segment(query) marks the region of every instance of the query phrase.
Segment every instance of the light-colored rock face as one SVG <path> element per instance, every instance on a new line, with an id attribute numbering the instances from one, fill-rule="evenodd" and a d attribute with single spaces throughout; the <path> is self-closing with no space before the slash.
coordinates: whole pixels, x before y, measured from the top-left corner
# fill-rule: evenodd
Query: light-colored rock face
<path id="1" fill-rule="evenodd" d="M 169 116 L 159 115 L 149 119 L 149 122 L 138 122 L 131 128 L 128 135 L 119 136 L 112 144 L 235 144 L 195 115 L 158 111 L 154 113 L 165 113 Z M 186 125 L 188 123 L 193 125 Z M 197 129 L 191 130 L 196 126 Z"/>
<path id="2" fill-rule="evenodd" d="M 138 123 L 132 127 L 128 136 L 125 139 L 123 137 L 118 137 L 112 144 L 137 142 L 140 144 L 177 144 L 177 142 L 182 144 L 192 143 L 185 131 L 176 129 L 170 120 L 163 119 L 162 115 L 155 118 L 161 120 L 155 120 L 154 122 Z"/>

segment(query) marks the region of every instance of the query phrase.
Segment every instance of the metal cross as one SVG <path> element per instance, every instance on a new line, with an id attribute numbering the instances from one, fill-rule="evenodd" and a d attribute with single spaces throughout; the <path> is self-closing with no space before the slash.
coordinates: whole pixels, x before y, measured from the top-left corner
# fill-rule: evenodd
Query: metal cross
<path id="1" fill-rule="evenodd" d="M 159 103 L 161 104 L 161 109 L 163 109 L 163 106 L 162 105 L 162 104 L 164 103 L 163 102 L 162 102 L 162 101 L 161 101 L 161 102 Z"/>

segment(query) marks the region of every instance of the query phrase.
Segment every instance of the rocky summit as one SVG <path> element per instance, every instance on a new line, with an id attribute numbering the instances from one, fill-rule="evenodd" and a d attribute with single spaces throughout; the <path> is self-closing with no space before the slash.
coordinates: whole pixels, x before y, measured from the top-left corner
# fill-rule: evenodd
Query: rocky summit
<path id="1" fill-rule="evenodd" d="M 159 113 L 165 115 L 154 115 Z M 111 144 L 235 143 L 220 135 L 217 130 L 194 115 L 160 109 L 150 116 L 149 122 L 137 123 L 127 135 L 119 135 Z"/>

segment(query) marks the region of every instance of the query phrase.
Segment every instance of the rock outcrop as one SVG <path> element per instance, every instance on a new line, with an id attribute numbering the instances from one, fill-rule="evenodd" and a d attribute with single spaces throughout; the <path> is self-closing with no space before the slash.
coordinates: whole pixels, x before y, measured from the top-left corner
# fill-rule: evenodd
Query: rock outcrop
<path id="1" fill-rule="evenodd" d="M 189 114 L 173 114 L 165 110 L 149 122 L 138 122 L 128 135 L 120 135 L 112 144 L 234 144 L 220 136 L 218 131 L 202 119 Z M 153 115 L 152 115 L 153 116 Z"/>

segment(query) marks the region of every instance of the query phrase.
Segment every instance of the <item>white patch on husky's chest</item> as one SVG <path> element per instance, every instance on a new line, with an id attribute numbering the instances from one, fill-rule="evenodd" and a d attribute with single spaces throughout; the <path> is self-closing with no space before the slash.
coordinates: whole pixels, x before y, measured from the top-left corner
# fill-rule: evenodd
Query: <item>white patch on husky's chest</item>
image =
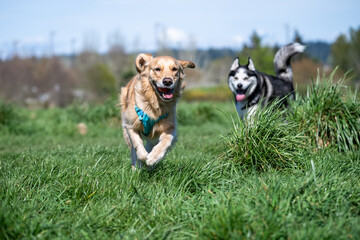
□ □ □ □ □
**WRITTEN TASK**
Select each line of the data above that contains the string "outcrop", matching case exactly.

**RIGHT ANSWER**
Segment every instance of the rock outcrop as one SVG <path> element per instance, every instance on a new line, with an id attribute numbering the instances from one, fill-rule="evenodd" and a d attribute with single spaces throughout; the <path> is self-closing with no space before the slash.
Query: rock outcrop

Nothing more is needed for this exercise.